> _EXERCISE INSTRUCTIONS_: Under this task are some entries; return every one of them exactly.

> _Pointing and labeling entries_:
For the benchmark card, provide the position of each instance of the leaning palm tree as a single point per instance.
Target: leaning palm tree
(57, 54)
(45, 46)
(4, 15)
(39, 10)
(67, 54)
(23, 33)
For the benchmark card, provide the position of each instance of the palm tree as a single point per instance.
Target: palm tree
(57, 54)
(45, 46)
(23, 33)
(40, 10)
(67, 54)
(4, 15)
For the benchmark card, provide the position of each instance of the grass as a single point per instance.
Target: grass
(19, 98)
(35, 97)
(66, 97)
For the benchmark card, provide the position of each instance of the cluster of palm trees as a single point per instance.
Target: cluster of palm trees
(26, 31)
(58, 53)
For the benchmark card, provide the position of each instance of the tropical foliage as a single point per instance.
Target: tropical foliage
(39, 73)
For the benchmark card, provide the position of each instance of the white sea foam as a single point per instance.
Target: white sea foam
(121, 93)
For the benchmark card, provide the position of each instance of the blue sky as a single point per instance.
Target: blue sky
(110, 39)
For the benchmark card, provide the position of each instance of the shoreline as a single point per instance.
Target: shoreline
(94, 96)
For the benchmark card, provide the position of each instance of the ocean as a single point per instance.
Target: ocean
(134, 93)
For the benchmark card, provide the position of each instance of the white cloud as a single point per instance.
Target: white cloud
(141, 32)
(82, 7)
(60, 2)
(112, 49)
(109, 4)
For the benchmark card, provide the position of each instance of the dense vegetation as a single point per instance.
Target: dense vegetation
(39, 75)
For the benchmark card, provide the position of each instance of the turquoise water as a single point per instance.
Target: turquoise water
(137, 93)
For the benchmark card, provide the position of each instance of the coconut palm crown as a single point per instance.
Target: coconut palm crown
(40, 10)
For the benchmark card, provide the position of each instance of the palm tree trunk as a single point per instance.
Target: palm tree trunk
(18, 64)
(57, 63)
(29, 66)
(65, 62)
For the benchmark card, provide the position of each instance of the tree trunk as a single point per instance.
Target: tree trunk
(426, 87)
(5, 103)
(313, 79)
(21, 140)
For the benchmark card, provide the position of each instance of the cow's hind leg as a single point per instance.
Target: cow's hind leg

> _RESPONSE_:
For the benchmark card, provide the position of each instance of the leaning palm tree as a single point per instance.
Target: leaning palm tree
(57, 54)
(45, 46)
(4, 15)
(39, 10)
(67, 54)
(23, 33)
For the benchmark card, provide the position of each instance of the palm tree as a single point per instance.
Target: palm tree
(57, 54)
(45, 46)
(23, 33)
(40, 10)
(67, 54)
(4, 15)
For the benchmark card, provide the position of each instance of the grass as a single point per instance.
Target: grass
(19, 98)
(35, 97)
(66, 97)
For the benchmark card, provide the position of each instance of the cluster of palm trees as a single point per instance.
Target: cluster of palm trees
(26, 31)
(58, 53)
For the benchmark card, provide the position of each instance of the tropical foliage as a single point per instance.
Target: tropical foliage
(39, 73)
For the benchmark card, provide the position of each instance of the white sea foam as a single point per instance.
Target: white sea foam
(121, 93)
For the benchmark card, provide the position of each instance of the blue sky as a single point per instance.
Target: blue sky
(110, 39)
For the benchmark card, provide the position of each instance of the shoreline as a single point per instance.
Target: shoreline
(94, 96)
For the benchmark card, provide the position of each instance of the ocean as a single point per instance.
Target: ocean
(134, 93)
For the benchmark card, provide the position of each instance of the white cloud as a single point per instance.
Target: white cloud
(141, 32)
(82, 7)
(60, 2)
(112, 49)
(109, 4)
For the benchmark card, provide the position of each instance of the dense vegetation as a single point per instance.
Target: dense vegetation
(39, 75)
For the benchmark card, provide the position of each instance of the turquoise water as a single point per instance.
Target: turquoise water
(137, 93)
For the benchmark card, provide the position of each instance of the coconut palm crown as a single point per instance.
Target: coconut palm crown
(40, 10)
For the benchmark card, provide the position of each instance of the palm tree trunk as a single point per instance.
Target: palm tree trunk
(18, 64)
(57, 63)
(29, 66)
(65, 62)
For the benchmark card, provide the position of each instance of the tree trunk as a single point per instance.
Target: tree trunk
(426, 87)
(5, 103)
(313, 79)
(21, 140)
For the benchmark card, provide the position of each instance of the cow's hind leg as a single point per instance.
Target: cow's hind leg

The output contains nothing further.